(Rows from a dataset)
· · · · ·

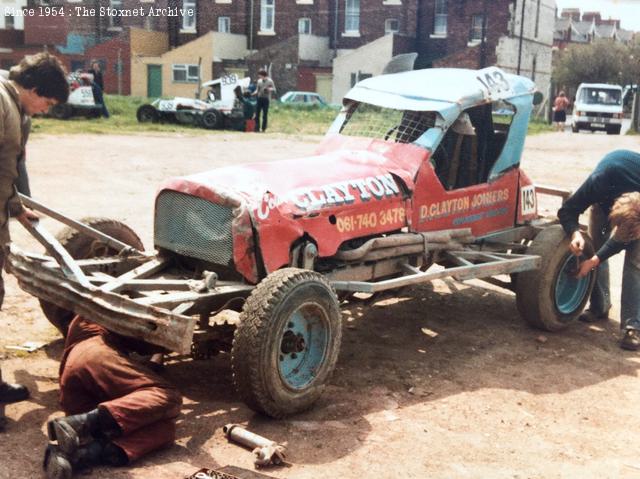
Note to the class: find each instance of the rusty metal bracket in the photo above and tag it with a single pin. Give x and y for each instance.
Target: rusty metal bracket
(470, 264)
(267, 452)
(123, 248)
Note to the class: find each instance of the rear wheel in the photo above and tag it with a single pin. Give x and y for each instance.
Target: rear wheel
(551, 297)
(286, 345)
(81, 246)
(211, 119)
(147, 114)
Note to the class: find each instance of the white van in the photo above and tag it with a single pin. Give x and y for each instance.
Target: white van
(598, 106)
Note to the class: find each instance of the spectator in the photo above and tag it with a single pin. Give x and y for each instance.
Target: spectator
(264, 89)
(616, 174)
(560, 105)
(96, 71)
(35, 84)
(118, 410)
(242, 110)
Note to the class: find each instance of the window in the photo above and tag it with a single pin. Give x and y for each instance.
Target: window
(352, 16)
(478, 27)
(189, 15)
(224, 24)
(115, 18)
(472, 145)
(185, 73)
(79, 65)
(391, 25)
(304, 26)
(398, 126)
(440, 18)
(534, 66)
(267, 15)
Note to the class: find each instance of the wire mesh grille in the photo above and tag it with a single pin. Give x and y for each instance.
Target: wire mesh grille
(387, 124)
(194, 227)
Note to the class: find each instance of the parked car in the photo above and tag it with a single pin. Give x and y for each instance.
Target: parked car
(80, 101)
(417, 179)
(211, 113)
(303, 98)
(598, 106)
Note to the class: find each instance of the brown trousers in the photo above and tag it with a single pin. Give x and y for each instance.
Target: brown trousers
(96, 374)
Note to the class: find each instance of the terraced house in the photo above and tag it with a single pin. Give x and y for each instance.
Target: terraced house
(317, 45)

· · · · ·

### [Work to complete]
Starting at the line that contains "Note to the class: find each instance of the spectator" and ending at the last line, give those lines again with "single pin" replaced by "single marker" and everything else unchanged.

### [Exercise answer]
Note to the class: find each instance of the spectator in the photo above and tag it with a single marker. Give x and y for each instance.
Target: spectator
(264, 89)
(616, 174)
(560, 105)
(96, 71)
(35, 84)
(118, 410)
(242, 110)
Note to the class: find each instance of the window in the photo above and tag it with a single marker. Give x and y for each instance.
Target: window
(352, 16)
(478, 27)
(189, 15)
(224, 24)
(115, 18)
(472, 145)
(185, 73)
(79, 65)
(391, 25)
(304, 26)
(398, 126)
(440, 18)
(534, 66)
(267, 15)
Note to the class: find each instance of the wire mesh grille in the photo above and tag it with a single marker. Give x and y for each instance.
Target: wire mesh grille
(387, 124)
(194, 227)
Note to the class: find each instance of the parked car in the photo above and tag it with a single marker. Give x and y for each instance.
Target: parked car
(80, 101)
(417, 179)
(211, 113)
(303, 98)
(598, 106)
Note to the class: find each instance of the brown trousers in the photo above and tag it with a single marker. Give x and y for each instance.
Target: brown trousers
(96, 374)
Note to the class: find each instance of the terraced house in the photo above and tag it with a single marker. Give x and y for each instance.
Target: terraced house
(317, 45)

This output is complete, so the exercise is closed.